(WHAT TO PRODUCE):
Tally the lines of the listing that contain the string "reflection", with case counting, and give only that number.

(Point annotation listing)
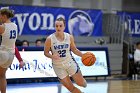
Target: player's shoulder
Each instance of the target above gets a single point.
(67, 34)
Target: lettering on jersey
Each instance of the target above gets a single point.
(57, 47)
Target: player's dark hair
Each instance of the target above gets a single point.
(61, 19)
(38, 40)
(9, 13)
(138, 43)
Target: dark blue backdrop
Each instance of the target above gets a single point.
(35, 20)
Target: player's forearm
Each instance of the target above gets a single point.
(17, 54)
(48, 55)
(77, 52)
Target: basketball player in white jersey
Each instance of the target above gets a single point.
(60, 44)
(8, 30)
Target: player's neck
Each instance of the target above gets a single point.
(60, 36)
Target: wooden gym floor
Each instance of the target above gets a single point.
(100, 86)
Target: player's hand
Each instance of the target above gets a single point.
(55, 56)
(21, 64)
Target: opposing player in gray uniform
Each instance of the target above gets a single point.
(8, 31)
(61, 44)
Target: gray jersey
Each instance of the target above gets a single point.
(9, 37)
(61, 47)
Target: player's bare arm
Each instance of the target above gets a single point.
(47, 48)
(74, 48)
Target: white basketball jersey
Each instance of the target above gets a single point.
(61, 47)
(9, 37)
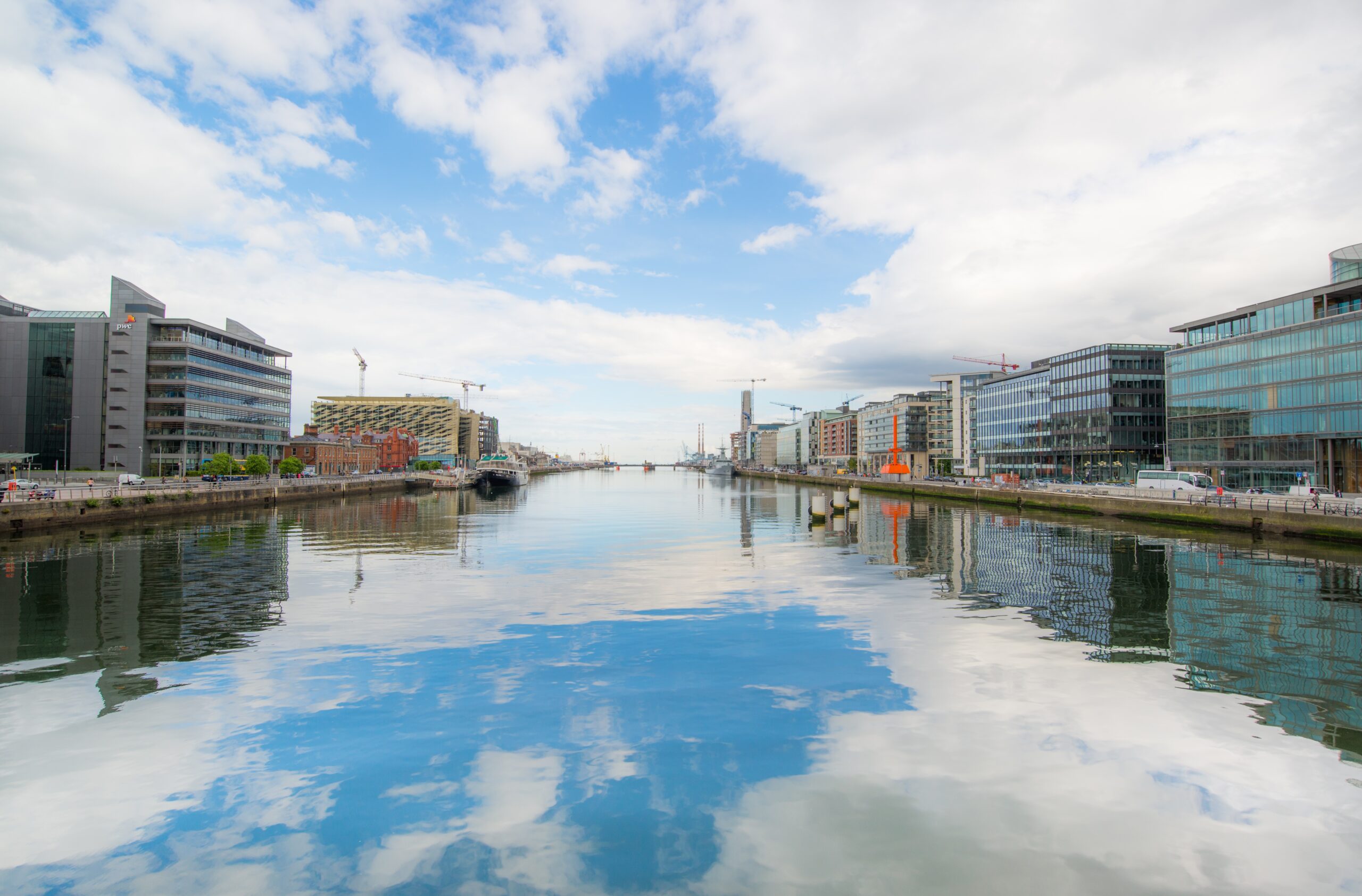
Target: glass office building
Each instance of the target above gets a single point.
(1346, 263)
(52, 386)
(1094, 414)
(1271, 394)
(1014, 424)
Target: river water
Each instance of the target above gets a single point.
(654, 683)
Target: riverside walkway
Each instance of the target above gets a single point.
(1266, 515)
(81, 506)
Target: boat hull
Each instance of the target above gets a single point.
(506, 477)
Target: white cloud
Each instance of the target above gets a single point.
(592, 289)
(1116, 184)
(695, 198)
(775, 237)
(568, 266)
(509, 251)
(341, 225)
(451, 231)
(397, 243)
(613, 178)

* * *

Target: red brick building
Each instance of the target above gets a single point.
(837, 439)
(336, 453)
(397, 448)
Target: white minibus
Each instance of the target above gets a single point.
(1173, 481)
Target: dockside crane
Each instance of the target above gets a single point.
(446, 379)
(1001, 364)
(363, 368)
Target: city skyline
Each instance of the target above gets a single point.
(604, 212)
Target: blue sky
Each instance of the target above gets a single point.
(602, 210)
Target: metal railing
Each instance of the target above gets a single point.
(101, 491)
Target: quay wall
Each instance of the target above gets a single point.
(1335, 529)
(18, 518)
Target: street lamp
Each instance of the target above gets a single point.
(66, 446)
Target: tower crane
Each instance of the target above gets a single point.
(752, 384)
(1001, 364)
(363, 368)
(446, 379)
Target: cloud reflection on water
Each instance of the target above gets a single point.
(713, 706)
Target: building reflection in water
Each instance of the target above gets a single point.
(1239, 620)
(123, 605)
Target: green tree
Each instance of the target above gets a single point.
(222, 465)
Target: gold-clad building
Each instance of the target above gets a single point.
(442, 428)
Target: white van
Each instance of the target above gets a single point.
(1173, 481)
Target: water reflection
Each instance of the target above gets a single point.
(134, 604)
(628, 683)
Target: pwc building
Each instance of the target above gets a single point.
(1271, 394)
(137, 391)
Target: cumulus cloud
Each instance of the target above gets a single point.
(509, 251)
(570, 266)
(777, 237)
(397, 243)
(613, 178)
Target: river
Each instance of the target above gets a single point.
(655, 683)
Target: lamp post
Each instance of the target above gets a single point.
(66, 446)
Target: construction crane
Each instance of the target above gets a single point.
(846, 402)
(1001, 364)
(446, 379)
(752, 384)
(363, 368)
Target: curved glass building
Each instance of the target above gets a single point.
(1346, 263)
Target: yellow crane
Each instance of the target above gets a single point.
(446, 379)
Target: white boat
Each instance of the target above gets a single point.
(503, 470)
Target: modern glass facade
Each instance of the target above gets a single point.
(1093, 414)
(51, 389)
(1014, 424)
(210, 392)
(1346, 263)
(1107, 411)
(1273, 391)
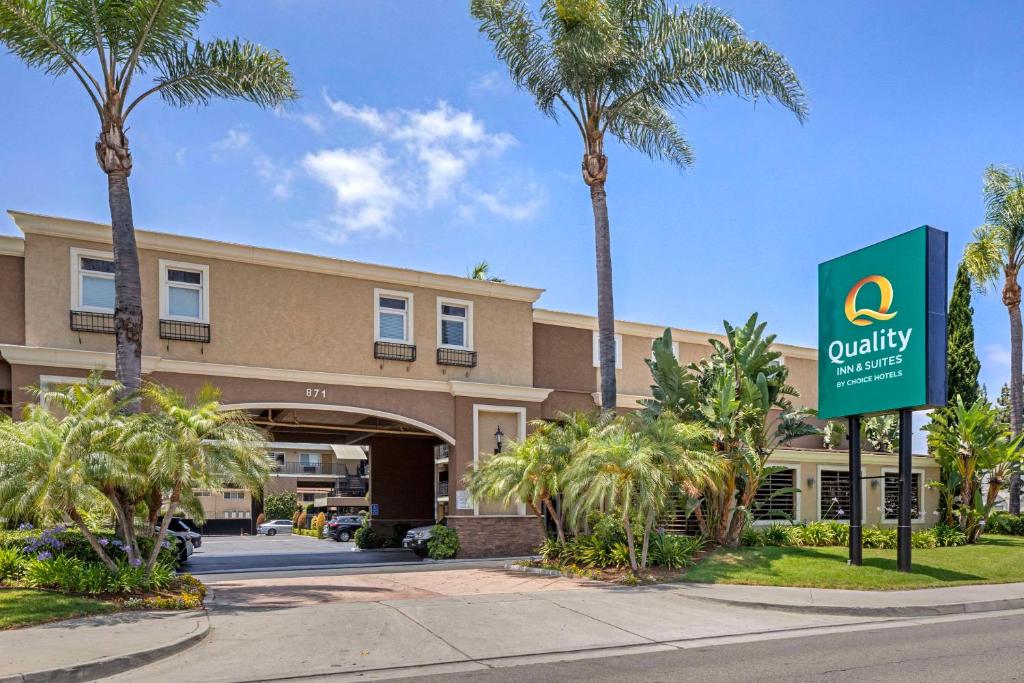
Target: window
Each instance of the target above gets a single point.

(FINISHED EXERCISE):
3